- **Passage provided**
Born 14 April 1930, New York, New York

Also writes under: Sarah Appleton

Daughter of William C. and Ellen S. Merriman Appleton; married Joseph G. Weber, 1965; children: Elizabeth, David

Sarah Appleton-Weber is a poet, scholar, and translator whose work is unified by a transforming movement into poetry, plant and animal life, and evolutionary forms. Preparation for this work has involved the study of poetry and sacred history, analogy and symbolism, and the natural sciences, as well as training in cosmic forms through making a new edition and translation of Teilhard de Chardin's Le Phénoméne humain.

Appleton-Weber's poetry (published under the name Sarah Appleton) is marked by the "utter attentiveness, heart delicacy" with which we need to listen to and read the "book of the Earth." Her first sequence of poems, A Plenitude We Cry For (1972), written in the rhetoric of a small horse chestnut tree outside her window in Northampton, Massachusetts, records the transformations of the tree and her own life through a season's growth. Ladder of the World's Joy (1977) was born from the energy and joy of reading Teilhard de Chardin's Le Phénoméne humain, recording the stages, as she read, of human cosmic birth and transformation.

After completing Ladder of the World's Joy, Appleton-Weber returned to Teilhard's book, translating it word by word, to discover the secret of its energy. Out of this came a third sequence of poems, Book of My Hunger, Book of the Earth (unpublished; though many portions have appeared in poetry journals). This is an autobiographical sequence reflecting the work of the poet and the voice of the earth, the precariousness of ever bringing a work together, and the continuity of the call and the grace to do so. In her writing, Appleton-Weber explores the transforming correspondence between herself as a woman and poet—barren, fecund, nurturing, evolving—and the earth.

- **Exercise instructions**
According to the biographical entry, in what year was A Plenitude We Cry For published? Rely only on the biographical entry above for your answer.

- **Stored data**
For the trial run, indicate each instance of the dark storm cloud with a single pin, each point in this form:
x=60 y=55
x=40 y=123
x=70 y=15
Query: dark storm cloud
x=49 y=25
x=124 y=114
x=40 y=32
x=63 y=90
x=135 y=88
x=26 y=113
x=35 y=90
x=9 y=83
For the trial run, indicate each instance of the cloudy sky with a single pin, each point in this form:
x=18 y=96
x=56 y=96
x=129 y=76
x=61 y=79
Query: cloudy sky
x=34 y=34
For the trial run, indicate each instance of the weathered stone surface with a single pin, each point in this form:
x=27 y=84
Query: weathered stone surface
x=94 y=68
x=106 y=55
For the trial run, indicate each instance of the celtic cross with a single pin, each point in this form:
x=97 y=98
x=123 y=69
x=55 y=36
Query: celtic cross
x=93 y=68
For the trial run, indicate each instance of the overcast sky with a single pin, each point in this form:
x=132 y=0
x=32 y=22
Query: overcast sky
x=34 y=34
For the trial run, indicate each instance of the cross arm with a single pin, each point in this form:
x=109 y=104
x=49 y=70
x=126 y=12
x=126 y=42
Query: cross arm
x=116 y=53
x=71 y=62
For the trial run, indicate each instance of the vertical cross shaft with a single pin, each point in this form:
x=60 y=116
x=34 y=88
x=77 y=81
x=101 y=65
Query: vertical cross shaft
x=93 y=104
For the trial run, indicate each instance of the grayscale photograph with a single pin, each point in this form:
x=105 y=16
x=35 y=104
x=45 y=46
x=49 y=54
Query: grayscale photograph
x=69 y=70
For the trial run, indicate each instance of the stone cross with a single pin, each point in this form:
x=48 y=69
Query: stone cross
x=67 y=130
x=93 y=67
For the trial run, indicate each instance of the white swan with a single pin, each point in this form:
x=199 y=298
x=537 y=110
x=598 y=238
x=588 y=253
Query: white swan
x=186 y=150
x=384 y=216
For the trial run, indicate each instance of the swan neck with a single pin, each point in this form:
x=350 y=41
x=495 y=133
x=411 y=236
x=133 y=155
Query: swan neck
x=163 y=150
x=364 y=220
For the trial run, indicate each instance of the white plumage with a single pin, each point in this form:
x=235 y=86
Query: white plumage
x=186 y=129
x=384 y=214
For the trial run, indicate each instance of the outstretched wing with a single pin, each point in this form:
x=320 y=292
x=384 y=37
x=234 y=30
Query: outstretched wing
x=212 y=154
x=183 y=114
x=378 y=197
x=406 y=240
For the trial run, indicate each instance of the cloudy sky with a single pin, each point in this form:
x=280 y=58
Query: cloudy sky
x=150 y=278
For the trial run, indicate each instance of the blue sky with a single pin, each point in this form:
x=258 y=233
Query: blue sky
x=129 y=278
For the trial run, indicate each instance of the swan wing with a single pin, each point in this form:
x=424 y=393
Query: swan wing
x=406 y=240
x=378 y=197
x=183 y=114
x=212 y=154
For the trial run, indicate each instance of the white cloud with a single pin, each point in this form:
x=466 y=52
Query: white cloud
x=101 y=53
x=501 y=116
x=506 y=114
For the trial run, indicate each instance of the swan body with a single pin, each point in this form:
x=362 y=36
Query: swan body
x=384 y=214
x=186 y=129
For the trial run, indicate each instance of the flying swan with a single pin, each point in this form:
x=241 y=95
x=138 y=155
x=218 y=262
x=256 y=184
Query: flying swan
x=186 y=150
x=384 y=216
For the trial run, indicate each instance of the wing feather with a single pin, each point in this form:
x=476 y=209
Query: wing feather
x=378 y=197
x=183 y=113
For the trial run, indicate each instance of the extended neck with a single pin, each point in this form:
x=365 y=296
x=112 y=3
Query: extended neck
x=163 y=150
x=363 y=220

- **Problem solution**
1972